>> START
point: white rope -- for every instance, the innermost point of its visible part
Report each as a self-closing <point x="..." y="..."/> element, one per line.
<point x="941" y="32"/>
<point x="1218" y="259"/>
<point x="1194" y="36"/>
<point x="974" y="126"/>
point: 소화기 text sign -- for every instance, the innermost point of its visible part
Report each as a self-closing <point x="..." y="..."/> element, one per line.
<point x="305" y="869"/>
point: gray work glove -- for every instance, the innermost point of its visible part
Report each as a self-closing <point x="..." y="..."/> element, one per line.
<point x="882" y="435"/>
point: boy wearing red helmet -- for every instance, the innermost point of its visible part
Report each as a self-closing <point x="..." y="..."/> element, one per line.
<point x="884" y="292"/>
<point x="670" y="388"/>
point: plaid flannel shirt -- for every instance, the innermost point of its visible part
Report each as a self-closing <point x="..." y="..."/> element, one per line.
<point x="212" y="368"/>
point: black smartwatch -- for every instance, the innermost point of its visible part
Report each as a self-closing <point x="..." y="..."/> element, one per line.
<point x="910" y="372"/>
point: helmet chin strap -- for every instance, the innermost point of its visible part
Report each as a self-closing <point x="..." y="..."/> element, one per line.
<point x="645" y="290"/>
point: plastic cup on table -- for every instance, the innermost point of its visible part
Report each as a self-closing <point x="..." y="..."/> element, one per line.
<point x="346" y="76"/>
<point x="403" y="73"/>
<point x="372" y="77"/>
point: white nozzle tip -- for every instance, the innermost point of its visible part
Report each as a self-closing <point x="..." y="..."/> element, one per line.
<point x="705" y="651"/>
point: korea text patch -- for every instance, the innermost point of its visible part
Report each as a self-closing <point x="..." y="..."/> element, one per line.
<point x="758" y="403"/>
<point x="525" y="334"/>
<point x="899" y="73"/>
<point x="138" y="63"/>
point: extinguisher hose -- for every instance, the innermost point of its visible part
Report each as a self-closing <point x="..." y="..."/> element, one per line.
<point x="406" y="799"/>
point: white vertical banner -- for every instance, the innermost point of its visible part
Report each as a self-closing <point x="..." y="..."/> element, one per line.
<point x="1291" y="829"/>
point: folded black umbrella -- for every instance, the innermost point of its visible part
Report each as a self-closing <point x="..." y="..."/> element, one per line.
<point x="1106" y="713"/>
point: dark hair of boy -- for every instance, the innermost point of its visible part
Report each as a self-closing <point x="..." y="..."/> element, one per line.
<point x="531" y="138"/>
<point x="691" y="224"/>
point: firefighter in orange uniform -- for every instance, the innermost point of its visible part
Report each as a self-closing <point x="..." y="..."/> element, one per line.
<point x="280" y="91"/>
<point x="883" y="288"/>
>> END
Everything from the line containing "point: white vertical" to the end of the records must be written out exactly; include both of those lines and no others.

point: white vertical banner -- for every instance, the innermost point of its visible part
Report each as a self-closing <point x="..." y="..."/> element, one per line.
<point x="1291" y="829"/>
point: folded black umbrella -- for every instance, the innermost point of its visible part
Report each as a self-closing <point x="..." y="..."/> element, one per line.
<point x="1106" y="713"/>
point: dark hair of boy -- for every instance, the innermost point of its visible part
Report each as a self-closing <point x="..." y="..."/> element, one per line.
<point x="531" y="138"/>
<point x="691" y="224"/>
point: firefighter in orange uniform -- for every instance, the innermost point of its visible part
Report each as a self-closing <point x="..." y="..."/> element, one per line.
<point x="280" y="91"/>
<point x="883" y="288"/>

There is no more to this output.